### Text passage

How ‘bout them toad suckers? Ain’t they clods?

When my wife came home the other evening, she asked if I had heard about the toad-sucking dog on NPR.


“What, not another attack ad against Shuler?” I asked.

But she assured me it was a real dog sucking real toads. I checked NPR’s website, and sure enough there was a piece by Laura Mirsch about the escapades of her family’s cocker spaniel, Lady.

“’We noticed Lady spending an awful lot of time down by the pond in our backyard,’ Laura Mirsch recalls.

“Lady would wander the area, disoriented and withdrawn, soporific and glassy-eyed. ‘Then one night after I’d put the dogs out, Lady wouldn’t come in,’ Mirsch says. ‘She finally staggered over to me from the cattails. She looked up at me, leaned her head over and opened her mouth like she was going to throw up, and out plopped this disgusting toad.’”

Lady was an addict. Toads of the genus Bufo produce a toxin called bufotenine that may have a hallucinogenic effect. Hippies of the late 1960s and beyond who couldn’t score a lid and couldn’t find any ‘shrooms turned to toad licking to keep on trippin’.

Now Lady didn’t have to be checked in to the Fido Ford Clinic. According to Mirsch, she licked her habit cold-canine. “‘She seems to have outgrown the wild, toad-obsessed years of her youth,’ Mirsch says, ‘and now only sucks on weekends.’”

The toxicology is a bit convoluted. Some scientists say that bufotenine is not hallucinogenic, but others are not so sure.

The toad has figured prominently in ancient mythologies, medicines and shamanic uses. It is known from the Aztecs and Olmecs as far back as 2,000 B.C., and these peoples documented that the toads were consumed for hallucinogenic purposes.

Then there are the Feds. According to the DEA (Drug Enforcement Administration), bufotenine is a controlled substance and a Schedule 1 hallucinogen. If you can’t trust your government, whom can you trust?

If toad sucking is not your bag, man, you can always smoke it. Some of the industrious chemists of those bygone hippie days discovered that one of the components of bufotenine in the Colorado River toad (5-MeO-DMT) was certainly hallucinogenic and devised ways to extract it and smoke it. One of the toad smokers was a guy named Albert Most, who founded the Church of the Toad of Light and published a booklet called “Bufo Alvarius: Psychedelic Toad of the Sonoran Desert,” which detailed how to extract the drug and smoke it.

### Information supplied
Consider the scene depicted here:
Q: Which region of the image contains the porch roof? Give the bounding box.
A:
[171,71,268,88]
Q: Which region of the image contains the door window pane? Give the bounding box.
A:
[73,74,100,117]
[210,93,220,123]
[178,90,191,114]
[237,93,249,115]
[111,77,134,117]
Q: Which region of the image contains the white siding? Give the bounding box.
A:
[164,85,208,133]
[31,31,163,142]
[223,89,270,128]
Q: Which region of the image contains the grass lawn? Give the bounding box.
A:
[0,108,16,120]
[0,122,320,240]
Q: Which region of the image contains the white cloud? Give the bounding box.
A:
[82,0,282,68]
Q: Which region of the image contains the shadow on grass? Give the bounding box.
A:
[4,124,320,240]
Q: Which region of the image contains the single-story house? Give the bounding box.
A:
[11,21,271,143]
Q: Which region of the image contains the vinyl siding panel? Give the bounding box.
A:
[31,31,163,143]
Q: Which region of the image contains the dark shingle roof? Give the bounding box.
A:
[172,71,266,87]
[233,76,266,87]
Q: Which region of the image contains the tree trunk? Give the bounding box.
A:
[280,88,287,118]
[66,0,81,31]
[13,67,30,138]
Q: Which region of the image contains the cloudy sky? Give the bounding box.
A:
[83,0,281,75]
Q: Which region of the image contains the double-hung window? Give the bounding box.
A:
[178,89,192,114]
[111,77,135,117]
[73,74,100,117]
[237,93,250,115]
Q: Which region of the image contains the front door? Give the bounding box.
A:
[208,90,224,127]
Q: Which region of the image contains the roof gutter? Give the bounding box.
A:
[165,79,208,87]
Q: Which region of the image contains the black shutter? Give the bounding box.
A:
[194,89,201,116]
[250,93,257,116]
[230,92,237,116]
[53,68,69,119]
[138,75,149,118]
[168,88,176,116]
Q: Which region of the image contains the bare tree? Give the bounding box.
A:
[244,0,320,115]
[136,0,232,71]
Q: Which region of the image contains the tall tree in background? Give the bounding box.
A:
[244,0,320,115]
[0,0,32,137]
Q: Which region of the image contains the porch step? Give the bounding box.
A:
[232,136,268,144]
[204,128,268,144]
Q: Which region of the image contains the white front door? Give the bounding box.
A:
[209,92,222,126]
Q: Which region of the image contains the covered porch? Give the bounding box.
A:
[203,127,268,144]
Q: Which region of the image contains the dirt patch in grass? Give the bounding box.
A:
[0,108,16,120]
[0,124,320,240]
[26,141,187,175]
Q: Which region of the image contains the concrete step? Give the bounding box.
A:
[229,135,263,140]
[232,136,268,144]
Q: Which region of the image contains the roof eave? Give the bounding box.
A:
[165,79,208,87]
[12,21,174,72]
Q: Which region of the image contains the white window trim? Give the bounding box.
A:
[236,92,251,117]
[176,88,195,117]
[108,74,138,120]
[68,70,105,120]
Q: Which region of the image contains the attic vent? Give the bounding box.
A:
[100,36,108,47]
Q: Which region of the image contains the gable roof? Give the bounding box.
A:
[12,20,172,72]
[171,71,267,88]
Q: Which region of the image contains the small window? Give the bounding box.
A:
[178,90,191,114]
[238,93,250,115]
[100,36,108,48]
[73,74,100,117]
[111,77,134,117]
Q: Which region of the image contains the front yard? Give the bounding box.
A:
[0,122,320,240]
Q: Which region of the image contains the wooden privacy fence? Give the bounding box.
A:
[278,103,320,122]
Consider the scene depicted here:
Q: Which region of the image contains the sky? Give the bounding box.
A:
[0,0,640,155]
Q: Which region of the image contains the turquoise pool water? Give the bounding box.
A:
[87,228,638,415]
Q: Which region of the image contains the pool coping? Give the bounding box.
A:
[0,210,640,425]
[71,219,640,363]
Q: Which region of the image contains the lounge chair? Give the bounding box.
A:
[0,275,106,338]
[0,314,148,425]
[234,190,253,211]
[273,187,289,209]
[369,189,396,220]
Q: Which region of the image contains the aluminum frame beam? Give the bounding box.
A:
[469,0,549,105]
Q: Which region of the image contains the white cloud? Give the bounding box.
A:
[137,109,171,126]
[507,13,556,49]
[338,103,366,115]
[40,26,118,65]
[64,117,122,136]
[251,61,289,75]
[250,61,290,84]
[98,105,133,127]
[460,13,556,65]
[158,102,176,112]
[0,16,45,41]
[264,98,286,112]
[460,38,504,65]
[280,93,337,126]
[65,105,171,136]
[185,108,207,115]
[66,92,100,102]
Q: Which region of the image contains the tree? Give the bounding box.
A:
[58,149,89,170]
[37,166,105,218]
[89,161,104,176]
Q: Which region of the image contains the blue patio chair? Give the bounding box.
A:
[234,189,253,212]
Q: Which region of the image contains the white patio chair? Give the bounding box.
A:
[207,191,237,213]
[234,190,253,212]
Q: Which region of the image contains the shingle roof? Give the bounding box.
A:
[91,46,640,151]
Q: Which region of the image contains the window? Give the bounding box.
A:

### What you need to do
Repeat the passage of the column on toad sucking above, between "Now Lady didn’t" and "can you trust?", inclusive.

### Response to the exercise
Now Lady didn’t have to be checked in to the Fido Ford Clinic. According to Mirsch, she licked her habit cold-canine. “‘She seems to have outgrown the wild, toad-obsessed years of her youth,’ Mirsch says, ‘and now only sucks on weekends.’”

The toxicology is a bit convoluted. Some scientists say that bufotenine is not hallucinogenic, but others are not so sure.

The toad has figured prominently in ancient mythologies, medicines and shamanic uses. It is known from the Aztecs and Olmecs as far back as 2,000 B.C., and these peoples documented that the toads were consumed for hallucinogenic purposes.

Then there are the Feds. According to the DEA (Drug Enforcement Administration), bufotenine is a controlled substance and a Schedule 1 hallucinogen. If you can’t trust your government, whom can you trust?